» **TEXT SHOWN**
Begin

Welcome to Notebooking Across the USA, a series of unit studies covering each state in the U.S. in order of admission to the union. You can find the landing page for this series with links to each states unit study as they are published, along with tips, suggestions, and recommended resources for this series here: Notebooking Across the USA. These unit studies are written with homeschool students grades 3-8 in mind.
The most recommended resource for this series is the USA States Pack, and while I believe it will be very helpful if you will be studying all of the states, it is not required. If you do wish to purchase the pack, use the code benandmeUSA for a 25% discount.
Texas Unit Study
Texas, known for it’s size, being a leader in industry, and having great varieties of reptiles and flowers, became the 28th state to join the union on December 29, 1845. It covers 268,596.46 square miles, making the state second only to Alaska among the 50 United States. Texas also ranks second in population in the U.S.
The weather in Texas can vary based on the region of the state that you find yourself in. It tends to be parched and desert-like in the west and moist and humid in the east. Tropical storms and tornados are not uncommon across the state, especially in the areas near the Gulf of Mexico and the Pacific Ocean. The panhandle area is more likely to see snow than other parts of the state.
The unique shape of Texas is reflected in its bordering states. To the north; New Mexico, Oklahoma, Arkansas, make up the Texas border. To the west, it once again touches New Mexico and also the Mexican border. The the south, the international border of Mexico and the Gulf of Mexico coastline and to the east, along with Louisiana, Texas once again borders Oklahoma and Arkansas.
Population: 27,959,150 million
Nickname: The Lone Star State
Officially used in 1836, the term “The Lone Star State” was not officially adopted as the state nickname until 2015. It is believed to have gained the nickname due to the flag with the “lone star” on it when it was attempted to free Texas from Spanish rule in the early 1800’s.
The state motto comes from the Indian word “tejas,” which means friend or ally. It became the official state motto in 1930.
Agriculture: beef cattle and calves, cotton, broilers (young chickens), greenhouse and nursery products, dairy products, sheep, turkeys corn for grain, hay, watermelons, grapefruits, cantaloupes, and mushrooms.
Fishing Industry: shrimp, crabs, flounder, oysters, red snapper, red drum and sea trout.
Industry: computers and electronic equipment manufacturing, chemical production, and food processing.
Mining: oil production, natural gas, lime, salt, and gravel.
Have your students color and label an outline map of Texas. Include the state capital of Austin and Houston, their largest city. Be sure to include San Antonia, home to the Alamo and the famous river Walk. Don’t miss Amarillo and Palo Duro Canyon, known as “The Texas Grand Canyon.”
The flag that flies over Texas today is the same flag that was adopted as the official flag of the 1839 Republic of Texas. It features equal horizontal areas of white and red to the right of a vertical section of deep blue. The colors reflect the loyalty, purity, and bravery. In the middle of the blue field is a “lone” white star.

End

» **MATERIAL**
Begin

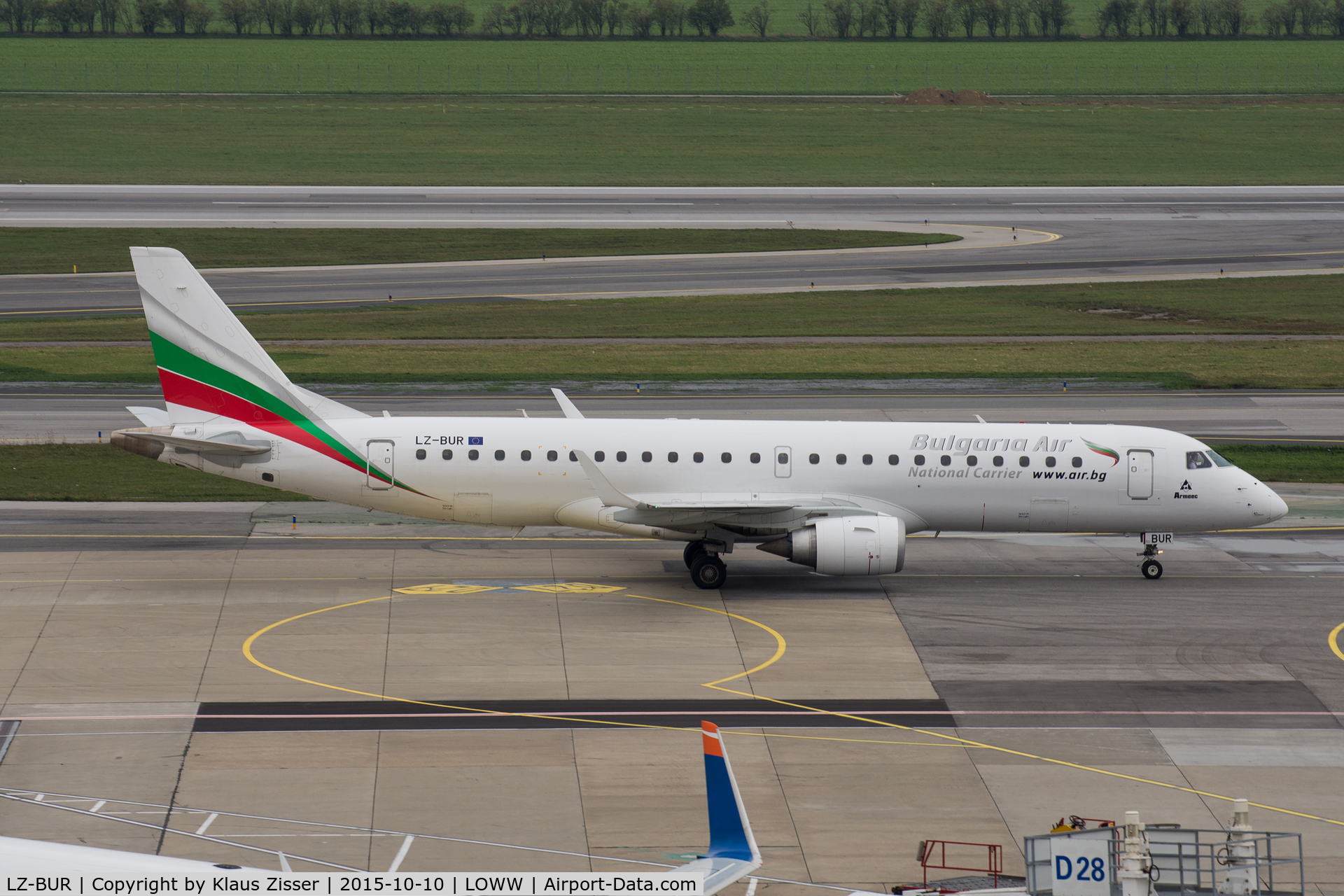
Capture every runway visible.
[0,489,1344,881]
[0,186,1344,317]
[0,382,1344,446]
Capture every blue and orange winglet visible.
[700,722,761,865]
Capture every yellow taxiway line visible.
[244,594,1344,827]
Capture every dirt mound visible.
[895,88,1004,106]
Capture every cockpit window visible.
[1185,451,1214,470]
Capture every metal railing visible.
[1023,825,1303,896]
[919,839,1004,888]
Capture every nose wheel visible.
[1138,544,1163,579]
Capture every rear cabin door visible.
[365,440,396,491]
[1125,450,1153,501]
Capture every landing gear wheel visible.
[681,541,704,570]
[691,554,729,589]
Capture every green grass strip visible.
[10,341,1344,388]
[0,275,1344,341]
[1212,444,1344,482]
[0,444,1344,501]
[0,227,961,274]
[0,95,1344,186]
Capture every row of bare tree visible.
[0,0,1344,39]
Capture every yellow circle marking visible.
[244,594,1344,827]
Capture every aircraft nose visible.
[1261,485,1287,523]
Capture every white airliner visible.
[0,722,761,896]
[113,247,1287,589]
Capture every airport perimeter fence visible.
[0,59,1344,97]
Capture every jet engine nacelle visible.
[757,516,906,575]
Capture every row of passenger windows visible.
[415,449,1086,466]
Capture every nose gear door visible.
[365,440,396,491]
[1125,450,1153,501]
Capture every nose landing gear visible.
[1138,544,1163,579]
[681,541,729,589]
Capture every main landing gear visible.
[1138,544,1163,579]
[681,541,729,589]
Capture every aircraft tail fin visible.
[130,246,367,423]
[668,722,761,896]
[700,722,761,865]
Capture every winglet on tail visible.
[700,722,761,867]
[130,246,365,423]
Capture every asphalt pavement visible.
[0,186,1344,317]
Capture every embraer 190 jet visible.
[113,246,1287,589]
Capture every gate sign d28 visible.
[1050,837,1110,896]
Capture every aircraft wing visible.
[668,722,762,896]
[574,451,876,526]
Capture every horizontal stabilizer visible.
[126,407,171,426]
[111,427,272,456]
[551,387,583,421]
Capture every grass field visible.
[0,97,1344,187]
[1212,444,1344,482]
[0,444,1344,501]
[0,227,961,274]
[0,444,308,501]
[0,36,1344,95]
[10,342,1344,388]
[0,275,1344,341]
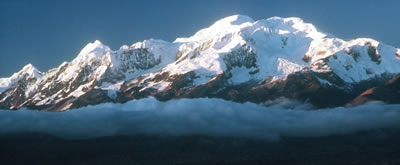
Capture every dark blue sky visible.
[0,0,400,77]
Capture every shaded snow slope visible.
[0,15,400,110]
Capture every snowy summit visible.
[0,15,400,111]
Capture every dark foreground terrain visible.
[0,130,400,165]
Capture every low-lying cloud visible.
[0,98,400,139]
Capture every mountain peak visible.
[212,15,254,26]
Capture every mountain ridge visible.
[0,15,400,111]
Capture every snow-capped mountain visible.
[0,15,400,111]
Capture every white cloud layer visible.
[0,98,400,139]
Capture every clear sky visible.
[0,0,400,77]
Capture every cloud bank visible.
[0,98,400,139]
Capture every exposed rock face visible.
[348,74,400,106]
[0,15,400,111]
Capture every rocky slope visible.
[0,15,400,111]
[348,74,400,106]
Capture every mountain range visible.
[0,15,400,111]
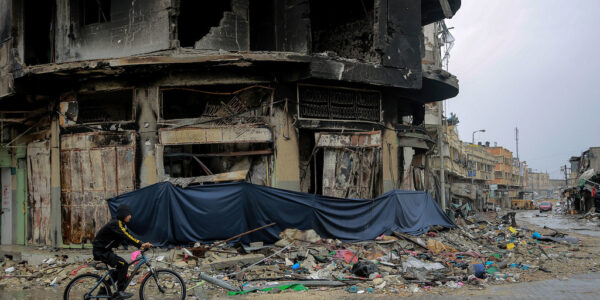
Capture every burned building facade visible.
[0,0,460,247]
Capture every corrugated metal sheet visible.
[61,131,136,244]
[27,140,51,245]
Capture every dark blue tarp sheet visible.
[108,182,455,246]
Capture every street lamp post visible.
[471,129,485,209]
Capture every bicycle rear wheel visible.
[63,274,112,300]
[140,269,186,300]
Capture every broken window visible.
[23,0,54,65]
[250,0,277,51]
[81,0,111,25]
[76,89,133,123]
[310,0,381,63]
[298,85,381,122]
[177,0,231,47]
[160,86,273,124]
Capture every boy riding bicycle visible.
[92,204,152,299]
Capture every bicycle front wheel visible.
[140,269,185,300]
[63,274,112,300]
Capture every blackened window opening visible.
[81,0,111,25]
[310,0,381,63]
[249,0,277,51]
[24,0,54,65]
[160,85,272,122]
[177,0,231,47]
[163,143,271,178]
[77,89,133,123]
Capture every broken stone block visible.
[250,242,265,248]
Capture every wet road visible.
[517,210,600,237]
[7,273,600,300]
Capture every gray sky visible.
[446,0,600,178]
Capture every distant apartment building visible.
[527,171,552,198]
[486,146,523,208]
[569,147,600,211]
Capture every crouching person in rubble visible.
[92,204,152,299]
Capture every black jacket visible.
[92,219,142,251]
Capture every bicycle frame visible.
[85,251,164,299]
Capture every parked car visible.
[540,202,552,212]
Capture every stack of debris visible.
[0,215,598,298]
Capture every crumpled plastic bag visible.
[427,239,457,255]
[402,256,445,272]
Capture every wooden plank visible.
[164,149,273,157]
[27,140,51,245]
[61,132,135,244]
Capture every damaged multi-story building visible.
[0,0,460,247]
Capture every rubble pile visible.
[0,215,598,298]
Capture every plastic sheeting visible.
[108,182,455,246]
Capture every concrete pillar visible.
[50,109,62,248]
[135,86,163,188]
[271,108,300,191]
[381,123,400,193]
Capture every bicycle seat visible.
[89,261,108,271]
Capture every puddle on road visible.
[0,288,63,300]
[517,210,600,237]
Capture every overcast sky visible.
[446,0,600,178]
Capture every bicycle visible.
[64,249,186,300]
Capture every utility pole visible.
[515,127,521,165]
[437,101,446,212]
[562,165,569,188]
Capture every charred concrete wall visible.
[0,1,13,98]
[56,0,171,62]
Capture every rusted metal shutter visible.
[27,140,51,245]
[315,131,381,199]
[60,131,136,244]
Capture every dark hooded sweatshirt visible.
[92,205,142,251]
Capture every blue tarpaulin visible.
[108,182,455,246]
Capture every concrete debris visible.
[0,219,600,298]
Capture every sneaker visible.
[96,286,108,296]
[115,291,133,299]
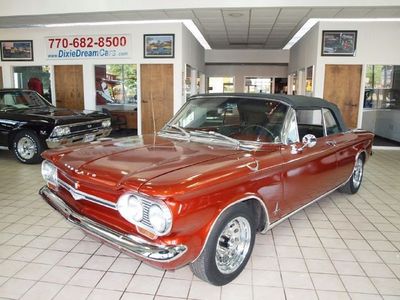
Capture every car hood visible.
[43,135,245,189]
[10,107,108,125]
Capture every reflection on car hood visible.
[44,135,243,189]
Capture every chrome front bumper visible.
[46,128,112,149]
[39,186,187,262]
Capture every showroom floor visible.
[0,150,400,300]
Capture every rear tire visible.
[190,203,256,286]
[11,130,45,164]
[339,154,364,194]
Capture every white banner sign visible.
[46,34,132,59]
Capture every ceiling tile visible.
[164,9,196,19]
[335,7,371,18]
[251,8,280,18]
[138,10,168,20]
[193,8,222,18]
[365,7,400,18]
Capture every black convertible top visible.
[189,93,347,131]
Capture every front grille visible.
[70,121,103,133]
[58,175,158,232]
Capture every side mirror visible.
[290,134,317,154]
[301,134,317,148]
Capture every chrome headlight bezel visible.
[51,126,71,137]
[101,119,111,128]
[117,193,172,236]
[41,160,58,186]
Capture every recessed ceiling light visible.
[228,13,243,18]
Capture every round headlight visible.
[149,204,168,233]
[118,195,143,222]
[42,160,58,185]
[53,126,71,136]
[63,127,71,135]
[101,120,111,128]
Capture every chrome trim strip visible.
[39,186,187,262]
[46,128,111,149]
[193,195,270,261]
[57,179,117,210]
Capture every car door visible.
[322,108,357,186]
[280,108,337,216]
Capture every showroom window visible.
[208,77,235,93]
[361,65,400,147]
[14,66,51,102]
[95,64,137,110]
[364,65,400,109]
[244,76,272,94]
[296,109,324,140]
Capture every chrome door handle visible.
[326,141,336,146]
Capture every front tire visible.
[190,203,256,286]
[339,154,364,194]
[11,130,44,164]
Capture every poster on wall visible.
[321,30,357,56]
[45,34,132,60]
[143,34,175,58]
[0,40,33,61]
[306,66,314,96]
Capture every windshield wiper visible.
[191,130,241,147]
[165,124,190,139]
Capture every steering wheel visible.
[241,124,275,141]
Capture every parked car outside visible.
[0,89,111,164]
[40,94,373,285]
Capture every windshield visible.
[163,97,288,143]
[0,91,51,110]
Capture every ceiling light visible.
[228,13,243,18]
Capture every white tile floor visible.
[0,150,400,300]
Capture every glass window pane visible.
[208,77,235,93]
[244,76,272,94]
[296,109,324,139]
[323,108,340,135]
[14,66,51,102]
[95,64,137,109]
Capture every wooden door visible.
[140,64,174,134]
[54,65,85,110]
[0,67,3,89]
[324,65,362,128]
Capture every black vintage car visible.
[0,89,111,164]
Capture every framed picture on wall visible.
[0,40,33,61]
[143,34,175,58]
[321,30,357,56]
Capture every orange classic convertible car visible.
[40,94,373,285]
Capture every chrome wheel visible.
[353,157,363,189]
[215,217,252,274]
[17,137,37,160]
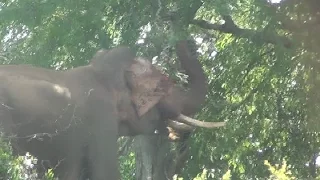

End

» **DIRECTION**
Carry the Texas unit study forward from its last sentence, about the lone white star on the state flag.

» **EXERCISE RESPONSE**
The state seal of Texas has two beautifully designed sides with historical meaning to both. The front, or obverse, side is a field of sky blue with a five-point white star in the middle. The star is the symbol adopted just a few short days after Texas was declared independent of Mexico in 1836. At that time, Texas was known as the “Republic of Texas.” At the time, the seal as simply the star and the words “The Republic of Texas” surrounding it. In 1839, the branch of a live oak tree, symbolizing strength, and an olive branch, symbolizing peace, were added to the seal. In 1845, when Texas joined the union, the phrase” Republic of Texas” was changed to read “The State of Texas.” This official design for the front of the seal was adopted in 1992.
The back, or reverse, of the seal was not designed and adopted until 1961. The Daughters of the Republic of Texas are credited for the design. Their design features a shield that is enveloped by the flags of the six nations that have flown over Texas sometime in their history. The flags are for the nations of: France, Spain, the United Mexican States, the Republic of Texas, the Confederate States of America, and the United States of America. At the top of the shield is the lone star and a banner that reads, “Remember the Alamo.” Along the bottom is another banner that reads, “Texas One and Indivisible”.
Texas State Bird: Mockingbird
The Texas Federation of Women’s Clubs requested that the Northern Mockingbird be adopted as the official state bird. Their request was granted in 1927. The Northern Mockingbird has the amazing ability to sing approximately 200 songs, many of which include insect and amphibian sounds, mechanical sounds and even the songs of other birds.
Texas State Flower: Bluebonnet
The Bluebonnet became the official state flower of Texas in 1901 as was requested by the Society of Colonial Dames in Texas. , by the 27th Legislature in 1901. The adoption was amended in 1927 to include any variety of bluebonnet.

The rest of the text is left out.